--- Kısa alıştırma ---
Töreler ve din üzerine yazılmış metinde "Bu törelerin başında" sözlerinden başlayıp aşağıya doğru "ettiğimiz bir durum." sözlerine kadar uzanan bölümü hiçbir değişiklik yapmadan yeniden yazınız.

::: Metin alıntısı :::

1
Yorum
0
Beğeni
0,0
Puan
831
Okunma
Töreleri din haline getirmek.
Farkında değilsiniz belki ama bu gün en dindarlarımız bile bazı töreleri din gibi kabul etmeye başlamış.
Bu törelerin başında evliliklerin ölüm ya da boşanma sonucu bitmesi sonrası dul kalan kadınlara bakıştır.
İslamı en iyi yaşadığını sanan Cemaat üyesi bir erkek bile, kendi genç yaşta ölse, karısının başkasıyla evlenmesini aklına bile getirmek istemez.
Kadında bu düşünceyi bu töreyi kabul etmiştir. Kadın bilir ki, önce ölen kocası değilde kendi olsa, kendi ailesi, kocasının ailesi, kendi çocukları, komşuları, en yakın arkadaşları.. kısa süre sonra kocasını evlendirmek için yarışa girecekler, fakat tersi olsa "maaşı var evi var evlenmez" yani öyle bir terbiyesizlik yapmaz der gibi en baştan töreyi ortaya koyacaklar.
Belkide en yakın akrabasından, belki en yakın arkadaşı olan biraz yaşı geçmiş bir hanım kızı, belki akraba ve çocuklarının sahip çıkmadığı bir dul hanım kendinin ölümünden kısa süre sonra, eş dostun çabalarıyla kocasının eşi olacak.
Bu gayet normal kabul ettiğimiz bir durum.
Karısını aldatan, kumar oynayan, içki içen, ailesini muhtaç duruma düşüren, eşini çocuklarını dövüp sonrada boşanmamakta, başkasına yar etmemekte direnen sapıklar için demiyorum.
"Siz Allah rızası için yaşadığını düşünen dindar erkekler, Allah rızası için kendi nefsinizi bir yoklayın.

::: Kayıtlı veriler :::

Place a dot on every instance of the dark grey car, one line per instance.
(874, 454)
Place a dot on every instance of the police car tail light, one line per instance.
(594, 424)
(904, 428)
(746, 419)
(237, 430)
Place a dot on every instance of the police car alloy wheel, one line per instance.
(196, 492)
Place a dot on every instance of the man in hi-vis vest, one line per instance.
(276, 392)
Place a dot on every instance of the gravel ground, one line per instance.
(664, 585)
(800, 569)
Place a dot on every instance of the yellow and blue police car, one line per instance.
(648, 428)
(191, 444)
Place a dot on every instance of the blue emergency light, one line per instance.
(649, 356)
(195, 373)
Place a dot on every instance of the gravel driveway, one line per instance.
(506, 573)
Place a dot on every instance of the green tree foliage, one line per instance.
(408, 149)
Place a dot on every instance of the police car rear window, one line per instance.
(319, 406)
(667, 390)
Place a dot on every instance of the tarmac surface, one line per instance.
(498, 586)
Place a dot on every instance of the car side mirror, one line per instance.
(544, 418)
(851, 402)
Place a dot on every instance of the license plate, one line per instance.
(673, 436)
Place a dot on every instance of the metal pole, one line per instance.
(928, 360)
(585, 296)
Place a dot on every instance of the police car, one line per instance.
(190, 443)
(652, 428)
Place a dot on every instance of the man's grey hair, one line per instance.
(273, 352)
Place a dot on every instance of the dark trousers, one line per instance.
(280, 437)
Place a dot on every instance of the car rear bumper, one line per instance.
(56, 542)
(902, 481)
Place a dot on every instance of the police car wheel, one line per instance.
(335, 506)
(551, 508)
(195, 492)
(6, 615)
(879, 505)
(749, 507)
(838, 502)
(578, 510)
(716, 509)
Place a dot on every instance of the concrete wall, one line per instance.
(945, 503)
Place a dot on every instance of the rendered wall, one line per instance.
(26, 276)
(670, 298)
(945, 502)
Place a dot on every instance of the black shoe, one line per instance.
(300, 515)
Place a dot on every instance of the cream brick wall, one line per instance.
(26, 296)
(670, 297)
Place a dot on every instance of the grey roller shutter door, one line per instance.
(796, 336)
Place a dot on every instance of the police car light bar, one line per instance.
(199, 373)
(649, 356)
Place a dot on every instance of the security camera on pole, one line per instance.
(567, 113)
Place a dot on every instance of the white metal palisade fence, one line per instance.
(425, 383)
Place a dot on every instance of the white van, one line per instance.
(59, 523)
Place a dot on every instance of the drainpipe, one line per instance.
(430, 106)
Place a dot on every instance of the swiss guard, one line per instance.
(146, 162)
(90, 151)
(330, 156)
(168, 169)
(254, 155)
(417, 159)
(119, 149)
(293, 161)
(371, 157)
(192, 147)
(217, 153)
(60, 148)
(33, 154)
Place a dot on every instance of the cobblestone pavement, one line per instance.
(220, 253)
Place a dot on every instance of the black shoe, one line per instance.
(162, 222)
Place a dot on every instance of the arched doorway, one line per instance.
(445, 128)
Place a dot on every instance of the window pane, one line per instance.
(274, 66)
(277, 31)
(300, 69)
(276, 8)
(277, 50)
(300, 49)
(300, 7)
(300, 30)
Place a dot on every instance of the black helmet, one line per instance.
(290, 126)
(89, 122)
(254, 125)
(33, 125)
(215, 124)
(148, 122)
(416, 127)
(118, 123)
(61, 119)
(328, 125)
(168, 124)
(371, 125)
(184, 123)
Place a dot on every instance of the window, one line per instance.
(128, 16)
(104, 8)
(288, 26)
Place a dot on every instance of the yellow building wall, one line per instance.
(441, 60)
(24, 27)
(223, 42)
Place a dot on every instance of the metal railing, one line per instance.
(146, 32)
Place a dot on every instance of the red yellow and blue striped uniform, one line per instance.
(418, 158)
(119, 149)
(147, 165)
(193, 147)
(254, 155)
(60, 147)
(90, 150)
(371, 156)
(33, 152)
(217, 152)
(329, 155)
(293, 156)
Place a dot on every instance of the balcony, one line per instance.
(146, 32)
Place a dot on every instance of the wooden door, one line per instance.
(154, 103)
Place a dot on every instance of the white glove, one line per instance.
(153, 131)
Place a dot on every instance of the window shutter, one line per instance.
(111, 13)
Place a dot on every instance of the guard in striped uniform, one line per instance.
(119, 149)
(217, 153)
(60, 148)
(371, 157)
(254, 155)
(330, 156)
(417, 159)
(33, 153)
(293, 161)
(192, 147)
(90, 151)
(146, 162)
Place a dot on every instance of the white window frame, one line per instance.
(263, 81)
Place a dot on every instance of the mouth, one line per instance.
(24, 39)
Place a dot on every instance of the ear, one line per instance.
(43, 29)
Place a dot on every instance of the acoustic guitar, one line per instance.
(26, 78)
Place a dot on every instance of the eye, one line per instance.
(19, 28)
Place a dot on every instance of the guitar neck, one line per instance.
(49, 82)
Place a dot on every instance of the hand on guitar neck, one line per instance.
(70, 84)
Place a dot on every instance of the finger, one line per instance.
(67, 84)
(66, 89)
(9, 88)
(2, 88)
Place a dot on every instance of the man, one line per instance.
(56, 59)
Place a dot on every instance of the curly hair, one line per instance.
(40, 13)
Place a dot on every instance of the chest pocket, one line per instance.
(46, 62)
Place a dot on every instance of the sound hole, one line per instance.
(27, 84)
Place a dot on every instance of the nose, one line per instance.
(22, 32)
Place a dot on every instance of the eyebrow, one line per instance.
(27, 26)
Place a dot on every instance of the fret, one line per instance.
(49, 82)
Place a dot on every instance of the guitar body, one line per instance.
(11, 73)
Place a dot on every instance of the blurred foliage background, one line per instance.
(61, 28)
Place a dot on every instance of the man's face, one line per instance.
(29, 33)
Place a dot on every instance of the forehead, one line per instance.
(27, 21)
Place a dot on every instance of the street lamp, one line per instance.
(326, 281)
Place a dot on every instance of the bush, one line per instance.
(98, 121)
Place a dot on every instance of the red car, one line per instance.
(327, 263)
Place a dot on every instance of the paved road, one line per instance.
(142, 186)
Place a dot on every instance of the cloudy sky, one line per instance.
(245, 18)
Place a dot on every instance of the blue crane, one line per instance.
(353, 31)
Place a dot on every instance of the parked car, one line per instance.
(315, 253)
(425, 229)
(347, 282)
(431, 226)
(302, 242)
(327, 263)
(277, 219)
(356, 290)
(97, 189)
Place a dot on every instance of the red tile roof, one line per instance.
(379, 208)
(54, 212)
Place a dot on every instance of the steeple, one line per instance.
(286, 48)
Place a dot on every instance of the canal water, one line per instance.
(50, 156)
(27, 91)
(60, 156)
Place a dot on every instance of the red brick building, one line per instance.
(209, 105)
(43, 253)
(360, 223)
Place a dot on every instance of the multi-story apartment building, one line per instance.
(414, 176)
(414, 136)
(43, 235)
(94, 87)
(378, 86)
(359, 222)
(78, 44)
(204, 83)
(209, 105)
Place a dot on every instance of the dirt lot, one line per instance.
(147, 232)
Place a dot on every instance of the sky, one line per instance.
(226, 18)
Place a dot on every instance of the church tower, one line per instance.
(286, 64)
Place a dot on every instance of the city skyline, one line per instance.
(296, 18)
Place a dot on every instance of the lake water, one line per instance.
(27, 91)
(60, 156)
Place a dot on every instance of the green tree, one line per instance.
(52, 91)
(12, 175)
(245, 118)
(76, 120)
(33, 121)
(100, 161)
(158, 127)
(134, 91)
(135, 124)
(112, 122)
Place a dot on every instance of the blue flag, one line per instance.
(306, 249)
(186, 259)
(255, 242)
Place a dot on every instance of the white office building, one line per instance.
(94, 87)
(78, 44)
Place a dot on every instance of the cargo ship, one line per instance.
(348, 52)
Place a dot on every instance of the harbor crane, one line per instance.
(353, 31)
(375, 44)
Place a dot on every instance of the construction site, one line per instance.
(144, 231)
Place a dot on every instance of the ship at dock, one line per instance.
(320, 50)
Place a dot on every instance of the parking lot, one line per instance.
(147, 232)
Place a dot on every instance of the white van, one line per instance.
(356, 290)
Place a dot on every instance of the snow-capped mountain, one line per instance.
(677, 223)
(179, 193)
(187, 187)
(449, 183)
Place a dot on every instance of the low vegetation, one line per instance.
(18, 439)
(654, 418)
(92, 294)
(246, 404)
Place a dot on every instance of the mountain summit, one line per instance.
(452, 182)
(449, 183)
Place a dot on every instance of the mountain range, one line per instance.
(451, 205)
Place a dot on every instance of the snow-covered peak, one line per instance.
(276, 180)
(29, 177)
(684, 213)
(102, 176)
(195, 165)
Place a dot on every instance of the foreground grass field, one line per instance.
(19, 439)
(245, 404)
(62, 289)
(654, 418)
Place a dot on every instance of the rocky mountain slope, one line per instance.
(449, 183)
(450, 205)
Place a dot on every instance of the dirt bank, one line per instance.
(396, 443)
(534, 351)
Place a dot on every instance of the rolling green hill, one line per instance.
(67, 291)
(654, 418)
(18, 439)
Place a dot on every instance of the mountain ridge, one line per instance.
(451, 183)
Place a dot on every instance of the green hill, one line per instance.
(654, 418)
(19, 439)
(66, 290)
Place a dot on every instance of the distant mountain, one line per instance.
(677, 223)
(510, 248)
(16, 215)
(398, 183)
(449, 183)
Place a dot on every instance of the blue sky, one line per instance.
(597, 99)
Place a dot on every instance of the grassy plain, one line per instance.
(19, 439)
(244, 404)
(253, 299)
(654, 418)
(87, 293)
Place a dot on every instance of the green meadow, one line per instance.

:::

--- Tamamlanmış yanıt ---
Bu törelerin başında evliliklerin ölüm ya da boşanma sonucu bitmesi sonrası dul kalan kadınlara bakıştır.
İslamı en iyi yaşadığını sanan Cemaat üyesi bir erkek bile, kendi genç yaşta ölse, karısının başkasıyla evlenmesini aklına bile getirmek istemez.
Kadında bu düşünceyi bu töreyi kabul etmiştir. Kadın bilir ki, önce ölen kocası değilde kendi olsa, kendi ailesi, kocasının ailesi, kendi çocukları, komşuları, en yakın arkadaşları.. kısa süre sonra kocasını evlendirmek için yarışa girecekler, fakat tersi olsa "maaşı var evi var evlenmez" yani öyle bir terbiyesizlik yapmaz der gibi en baştan töreyi ortaya koyacaklar.
Belkide en yakın akrabasından, belki en yakın arkadaşı olan biraz yaşı geçmiş bir hanım kızı, belki akraba ve çocuklarının sahip çıkmadığı bir dul hanım kendinin ölümünden kısa süre sonra, eş dostun çabalarıyla kocasının eşi olacak.
Bu gayet normal kabul ettiğimiz bir durum.